* **Requirement**
Restate the whole of the data verbatim, omitting nothing.

* **Exercise materials**
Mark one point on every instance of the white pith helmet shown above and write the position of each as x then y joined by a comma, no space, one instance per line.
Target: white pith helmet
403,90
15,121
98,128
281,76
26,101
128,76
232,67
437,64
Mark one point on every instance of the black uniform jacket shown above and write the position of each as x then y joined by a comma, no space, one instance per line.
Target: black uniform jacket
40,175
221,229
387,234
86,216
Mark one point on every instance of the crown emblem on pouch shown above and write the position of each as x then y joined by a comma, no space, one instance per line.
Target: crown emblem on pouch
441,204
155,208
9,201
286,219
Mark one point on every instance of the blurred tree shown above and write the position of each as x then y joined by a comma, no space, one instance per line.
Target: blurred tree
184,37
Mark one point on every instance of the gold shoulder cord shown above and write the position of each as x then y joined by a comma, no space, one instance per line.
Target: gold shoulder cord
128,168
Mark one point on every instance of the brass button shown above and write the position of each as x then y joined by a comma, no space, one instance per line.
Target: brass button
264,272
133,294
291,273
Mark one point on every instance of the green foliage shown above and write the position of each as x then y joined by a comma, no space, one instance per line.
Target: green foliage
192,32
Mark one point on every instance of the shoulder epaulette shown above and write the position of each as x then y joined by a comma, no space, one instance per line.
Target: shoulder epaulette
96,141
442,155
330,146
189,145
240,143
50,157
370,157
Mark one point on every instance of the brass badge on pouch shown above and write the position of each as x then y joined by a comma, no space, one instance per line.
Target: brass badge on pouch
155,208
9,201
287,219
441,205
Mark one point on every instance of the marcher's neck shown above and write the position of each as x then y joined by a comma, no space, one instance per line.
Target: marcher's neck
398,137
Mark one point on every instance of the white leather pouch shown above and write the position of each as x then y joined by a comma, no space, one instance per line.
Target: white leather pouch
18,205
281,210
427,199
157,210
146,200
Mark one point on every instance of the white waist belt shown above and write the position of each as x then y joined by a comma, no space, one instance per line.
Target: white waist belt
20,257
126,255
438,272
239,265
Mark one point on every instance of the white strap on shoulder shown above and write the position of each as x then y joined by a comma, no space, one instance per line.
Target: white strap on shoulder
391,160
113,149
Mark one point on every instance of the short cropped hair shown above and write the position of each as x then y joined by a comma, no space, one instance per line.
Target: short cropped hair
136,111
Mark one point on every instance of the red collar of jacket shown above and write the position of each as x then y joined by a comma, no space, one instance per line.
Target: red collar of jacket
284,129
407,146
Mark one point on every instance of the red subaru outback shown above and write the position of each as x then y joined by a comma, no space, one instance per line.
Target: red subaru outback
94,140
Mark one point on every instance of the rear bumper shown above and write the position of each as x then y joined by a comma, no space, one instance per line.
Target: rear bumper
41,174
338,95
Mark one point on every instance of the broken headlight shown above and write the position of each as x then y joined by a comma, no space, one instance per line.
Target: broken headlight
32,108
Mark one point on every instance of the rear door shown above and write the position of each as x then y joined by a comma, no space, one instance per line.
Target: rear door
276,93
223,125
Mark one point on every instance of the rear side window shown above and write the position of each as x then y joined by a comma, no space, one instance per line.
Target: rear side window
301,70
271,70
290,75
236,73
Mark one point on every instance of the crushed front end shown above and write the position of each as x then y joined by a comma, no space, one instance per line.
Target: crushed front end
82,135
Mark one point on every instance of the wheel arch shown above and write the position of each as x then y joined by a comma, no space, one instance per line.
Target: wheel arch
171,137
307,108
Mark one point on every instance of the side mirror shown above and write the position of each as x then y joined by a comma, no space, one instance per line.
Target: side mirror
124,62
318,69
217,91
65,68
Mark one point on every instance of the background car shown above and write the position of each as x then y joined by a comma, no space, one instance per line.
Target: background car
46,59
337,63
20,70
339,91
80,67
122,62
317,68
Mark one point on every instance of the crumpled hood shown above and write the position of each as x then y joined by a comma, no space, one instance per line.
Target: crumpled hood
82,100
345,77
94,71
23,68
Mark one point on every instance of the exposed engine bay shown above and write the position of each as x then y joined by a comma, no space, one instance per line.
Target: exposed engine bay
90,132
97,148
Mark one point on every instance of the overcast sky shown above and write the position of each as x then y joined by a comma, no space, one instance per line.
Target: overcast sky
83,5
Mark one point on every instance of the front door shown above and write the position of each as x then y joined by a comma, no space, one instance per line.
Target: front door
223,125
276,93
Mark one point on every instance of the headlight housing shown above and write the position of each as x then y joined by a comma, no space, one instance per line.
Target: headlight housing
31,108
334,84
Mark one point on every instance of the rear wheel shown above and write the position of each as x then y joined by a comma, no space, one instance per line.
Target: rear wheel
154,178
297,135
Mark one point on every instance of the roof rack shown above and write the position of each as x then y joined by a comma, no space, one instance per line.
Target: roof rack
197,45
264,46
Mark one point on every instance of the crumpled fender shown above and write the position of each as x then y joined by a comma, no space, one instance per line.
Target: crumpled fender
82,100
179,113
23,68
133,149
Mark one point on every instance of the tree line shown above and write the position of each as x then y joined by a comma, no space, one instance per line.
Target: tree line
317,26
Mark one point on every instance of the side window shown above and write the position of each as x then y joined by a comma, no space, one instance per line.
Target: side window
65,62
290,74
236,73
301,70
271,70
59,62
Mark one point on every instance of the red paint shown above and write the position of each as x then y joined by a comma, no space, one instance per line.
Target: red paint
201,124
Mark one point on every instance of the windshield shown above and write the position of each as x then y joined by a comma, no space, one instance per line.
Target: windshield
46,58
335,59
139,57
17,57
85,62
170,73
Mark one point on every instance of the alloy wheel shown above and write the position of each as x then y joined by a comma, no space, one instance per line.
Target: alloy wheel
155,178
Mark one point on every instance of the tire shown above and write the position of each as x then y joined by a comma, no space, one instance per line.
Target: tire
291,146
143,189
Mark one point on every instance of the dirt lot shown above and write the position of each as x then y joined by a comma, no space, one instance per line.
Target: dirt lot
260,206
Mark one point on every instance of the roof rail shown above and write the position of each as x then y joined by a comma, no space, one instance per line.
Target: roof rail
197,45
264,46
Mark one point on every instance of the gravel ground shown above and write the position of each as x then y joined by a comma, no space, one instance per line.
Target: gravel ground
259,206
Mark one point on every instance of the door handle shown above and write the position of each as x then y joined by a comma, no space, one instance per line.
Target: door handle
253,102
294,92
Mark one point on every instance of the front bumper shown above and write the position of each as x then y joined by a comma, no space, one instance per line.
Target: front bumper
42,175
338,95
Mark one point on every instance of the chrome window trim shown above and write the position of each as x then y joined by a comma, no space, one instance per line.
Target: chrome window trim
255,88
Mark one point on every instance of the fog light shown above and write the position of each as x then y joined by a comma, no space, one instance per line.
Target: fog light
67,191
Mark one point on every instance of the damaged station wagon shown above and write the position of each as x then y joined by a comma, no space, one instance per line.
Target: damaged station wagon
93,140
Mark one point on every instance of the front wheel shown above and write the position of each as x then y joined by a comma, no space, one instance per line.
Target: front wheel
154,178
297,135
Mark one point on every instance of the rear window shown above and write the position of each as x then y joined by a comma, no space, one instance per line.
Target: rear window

* **Response for this exercise**
Mark one point on every instance of the white pith helmet shown above and write the position of each as x then y joined by a comma, no space, one instance per line.
Target: white pith helmet
403,90
15,121
98,128
281,76
26,101
128,76
232,67
437,64
Mark one point on every instance of the black uniform jacket shown above and write the position of each as x then y joined by a comma, no space, one instance per line.
Target: black uniform jacket
40,175
221,229
387,234
86,216
Mark one point on every instance of the crown emblem on pouch shown above and write the position of each as x then y joined by a comma, no space, one instance per line.
Target: crown emblem on pouch
441,204
155,208
9,201
286,219
Mark one point on every instance of the blurred tree shown above and write the position of each as x then y joined by a comma, no space, one instance per line.
Target: blurred tree
184,37
Mark one point on every instance of the gold shoulder cord shown above and write the position of each as x then y joined by a comma, no space, one instance per line.
Target: gold shoulder cord
128,168
Mark one point on every instance of the brass button shown above and write the position of each as x then y joined by a comma, no space, one instance per line.
Target: brass button
264,272
133,294
291,273
Mark one point on every instance of the green foliage shown above and write the position of each as x then y joined by a comma, no space, one instance per line.
Target: green foliage
192,32
Mark one point on every instance of the shoulder epaulette shown above and write the position of each as x then y joined by a comma, no space, one instance per line.
Target: shoulder epaulette
96,141
442,155
330,146
189,145
240,143
50,157
370,157
Mark one point on every instance of the brass badge on pouch shown above and write the position of each as x then y joined by a comma, no space, one instance per line.
Target: brass badge on pouch
155,208
9,201
287,219
441,205
Mark one point on every instance of the marcher's neck shown above and write the position of each as x then y joined by a comma, no space, one instance per line.
Target: marcher's neck
398,137
Mark one point on every instance of the white leather pouch shown above and write the position of each as x then y joined by a comma, no space, one instance per line.
Target: white leather pouch
18,205
281,210
427,199
157,210
146,200
Mark one point on every instance of the white waist belt shown above and write the position of each as x then y joined by a comma, no space, one instance per line.
Target: white waist belt
20,257
126,255
438,272
239,265
Mark one point on every instance of the white strap on shoulder shown above and write the position of each as x then y joined by a comma, no space, one instance per line.
Target: white strap on shoulder
391,160
113,149
Mark one point on every instance of the short cropped hair shown above and write the position of each as x then y joined by a comma, no space, one instance per line.
Target: short cropped hair
136,111
Mark one point on every instance of the red collar of jacket shown above and write the position of each as x then y joined by a comma, no space, one instance per line.
Target: red collar of jacket
284,129
407,146
Mark one point on every instance of the red subaru outback shown above and write the position of each as x then y joined by a comma, no space, one instance per line.
Target: red subaru outback
94,140
Mark one point on every instance of the rear bumper shown above and write the position of each as x then y joined by a comma, no space, one instance per line.
Target: rear bumper
41,174
338,95
Mark one point on every instance of the broken headlight shown above and write the position of each as x then y joined by a comma, no space, one instance per line.
Target: broken headlight
32,108
Mark one point on every instance of the rear door shown above and write the position of each as x then y joined by a comma, no space, one instance per line.
Target: rear door
276,93
223,125
Mark one point on every instance of the rear side window shown above and write the position of each as x then y joined by a comma, no space, one instance per line.
Target: rear side window
301,70
271,70
290,75
236,73
Mark one point on every instance of the crushed front end shown above and write the position of each as x then y joined by a comma, no space, one instance per line.
Target: crushed front end
82,135
Mark one point on every instance of the wheel arch shown above and write the position of each as x then y joined by a comma, no space, one instance per line.
Target: wheel arch
171,137
307,108
Mark one point on every instance of the side mirror shown above and write the position of each as x then y joined by a comma, no space, one instance per line.
Target: side mirror
124,62
318,69
217,91
65,68
Mark one point on every instance of the background car shown above and write the position of each as x then y joined by a comma, no space, one instance per line.
Target: background car
46,59
337,63
20,70
339,91
80,67
122,62
317,68
Mark one point on every instance of the crumpled hood shown above and write the position of each as x then y joined by a comma, no space, one instance per line.
Target: crumpled hood
82,100
345,77
94,71
23,68
Mark one point on every instance of the exposed engine bay shown above and write the position of each as x then y joined by a comma, no space, one instance per line.
Target: exposed engine bay
90,132
97,148
Mark one point on every instance of the overcast sky shown above and write the position of each as x then y joined by a comma, no space, one instance per line.
Target: overcast sky
83,5
Mark one point on every instance of the front door shown above and write the position of each as x then y joined by a comma, no space, one instance per line.
Target: front door
223,125
276,93
Mark one point on every instance of the headlight housing shown above and write the position of each as x then y joined by a comma, no space, one instance per line.
Target: headlight housing
31,108
334,84
Mark one point on every instance of the rear wheel shown above and write the position of each as x then y joined by a comma, no space, one instance per line.
Target: rear wheel
154,178
297,135
Mark one point on every instance of the roof rack shown above and write the position of each as x then y joined by a comma, no space, one instance per line.
Target: roof rack
197,45
264,46
Mark one point on every instance of the crumpled fender shown above and write the position of each as x then y joined by a comma, no space, one instance per line.
Target: crumpled fender
82,100
179,113
23,68
133,149
Mark one point on every instance of the tree line shown above and write the position of each as x then y joined by a comma, no space, one instance per line.
Target: tree line
317,26
Mark one point on every instance of the side window shown above and write the position of each as x then y joined by a comma, no space, one instance per line.
Target: side window
65,62
290,74
236,73
301,70
271,70
59,62
Mark one point on every instance of the red paint shown above and write the position of each as x then y joined by a comma, no space, one instance per line.
Target: red paint
201,124
Mark one point on every instance of the windshield shown above and write the position of each as x then y joined by a comma, no space, one instance per line.
Target: windshield
46,58
335,59
139,57
17,57
85,62
170,73
Mark one point on every instance of the alloy wheel shown above and write the position of each as x then y joined by a comma, no space, one instance per line.
Target: alloy wheel
155,178
Mark one point on every instance of the tire shown above and write the position of each as x then y joined by a comma, no space, one instance per line.
Target: tire
291,146
143,189
Mark one point on every instance of the dirt lot shown above and write the position of each as x then y joined by a comma, no space, one instance per line.
Target: dirt lot
260,206
Mark one point on every instance of the roof rail shown above and write the position of each as x then y joined by a comma, no space, one instance per line.
Target: roof rail
197,45
264,46
Mark one point on every instance of the gravel ground shown above and write the position of each as x then y joined by a comma, no space, one instance per line.
Target: gravel ground
259,206
Mark one point on every instance of the door handle shown above and write the position of each as x then y joined by a comma, no space, one instance per line.
Target: door handle
253,102
294,92
Mark one point on every instance of the front bumper shown above and write the position of each as x then y joined by a comma, no space, one instance per line.
Target: front bumper
42,175
338,95
Mark one point on every instance of the chrome window trim shown above and write the position of each as x then y joined by a comma, no space, one instance per line.
Target: chrome window trim
255,88
Mark one point on every instance of the fog light shown above and write the position of each as x then y joined by a comma, no space, one instance per line.
Target: fog light
67,191
Mark one point on every instance of the damaged station wagon shown above and write the position of each as x then y joined by a comma, no space, one instance per line.
Target: damaged station wagon
93,140
Mark one point on every instance of the front wheel shown above and write the position of each as x then y joined by a comma, no space, one instance per line.
Target: front wheel
154,178
297,135
Mark one point on every instance of the rear window shown above and write the position of each as x then y joined by a comma, no space, one instance per line.
Target: rear window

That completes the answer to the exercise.